Stephen Gary "Steve" Lee is an Australian country musician and gun rights activist. In 2009 he released his first music video, I Like Guns.

Pro-gun activities
Lee is a pro-gun activist, having supported and spoken with the Shooters and Fishers Party leader Robert Borsak, and put forward many singles and statements regarding guns, gun laws, criminals and law-abiding gun owners.

Since 2009 he has been invited to America by the National Rifle Association, had his song "I Like Guns" featured in a video game, appeared in HBO's "Guns in America" and been interviewed nationally on A Current Affair. He has also released a DVD.

Lee was part of a 2014 episode of SBS Television series Living with the Enemy on hunting. Steve spent a week living at the headquarters of Animal Liberation Victoria witnessing a duck hunting protest, then vegan Felicity Andersen spent a week at Steve's home where she joined Lee and Robert Borsak on a feral pig hunt.

Politics
Steve Lee was a Shooters and Fishers Party candidate for the New South Wales Legislative Council in 2011, and in 2015.

DATA SEGMENT:
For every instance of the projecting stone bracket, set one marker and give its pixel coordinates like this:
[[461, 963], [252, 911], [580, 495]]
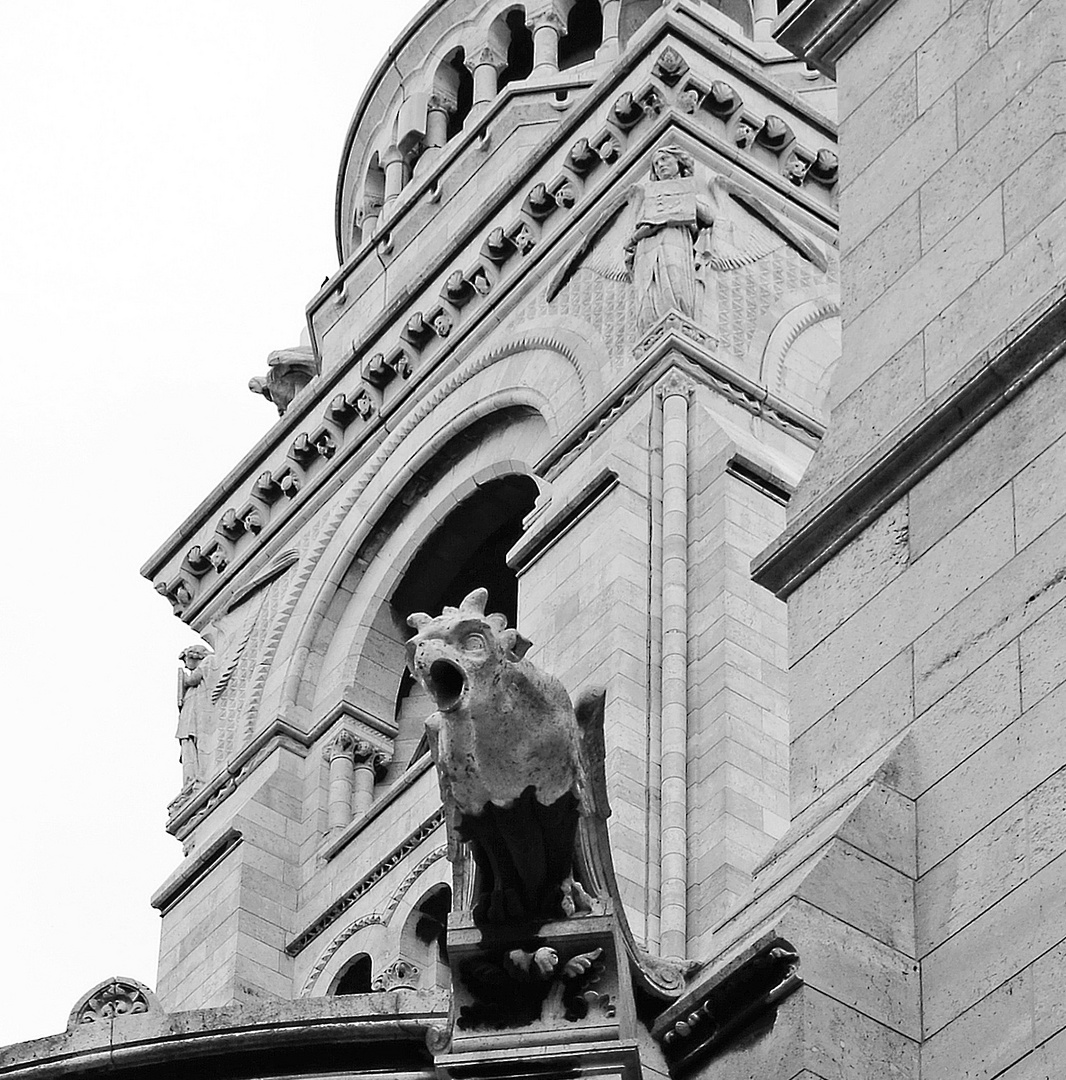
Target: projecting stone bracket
[[742, 998]]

TASK SET:
**A.** Return the part of the Steve Lee text starting with "Pro-gun activities" and going on through "feral pig hunt.".
**B.** Which distinct years are mentioned in the text about Steve Lee?
**C.** Continue the text about Steve Lee from its last sentence.
The listing above comes from a different source than the Steve Lee text.

ANSWERS PER TASK:
**A.**
Pro-gun activities
Lee is a pro-gun activist, having supported and spoken with the Shooters and Fishers Party leader Robert Borsak, and put forward many singles and statements regarding guns, gun laws, criminals and law-abiding gun owners.

Since 2009 he has been invited to America by the National Rifle Association, had his song "I Like Guns" featured in a video game, appeared in HBO's "Guns in America" and been interviewed nationally on A Current Affair. He has also released a DVD.

Lee was part of a 2014 episode of SBS Television series Living with the Enemy on hunting. Steve spent a week living at the headquarters of Animal Liberation Victoria witnessing a duck hunting protest, then vegan Felicity Andersen spent a week at Steve's home where she joined Lee and Robert Borsak on a feral pig hunt.

**B.** 2009, 2011, 2014, 2015

**C.**
Music
In 2009 Lee released his first music video, I Like Guns, which gained millions of views on his YouTube channel.

Discography
I Like Guns
Tracks on I Like Guns include:

I Like Guns (2:37)
The Shoot Out (3:05)
Time To Get A Gun (3:01)
Pistol In My Hand (2:39)
Devil's Right Hand (2:22)
Gun Shy Dog (1:54)
Rock Salt & Nails (4:43)
I'll Give Up My Gun (4:11)
Modern Day Bonnie & Clyde (4:25)
Don't Take Your Guns To Town (4:08)
7 Shells (3:00)
She Don't Like Guns (2:28)

Everybody  Likes Guns

Tracklist for Everybody Likes Guns:
Who Gave You The Right (2:58)
Pistols And Rifles (3:59)
Everybody Likes Guns (3:20)
I’ve Shot Every Gun (2:41)
I Cannot Shoot A Gun (3:48)
Gonna Buy Me A Gun (3:01)
Lucky Country (4:08)
I Won't Back Down (3:18)
Huntin’ Fool (3:12)
Life Is Good (Hickok 45 Song) (3:18)
A Trigger To Pull (3:32)
There's A Gun In The Kitchen (3:38)

References

Living people
Year of birth missing (living people)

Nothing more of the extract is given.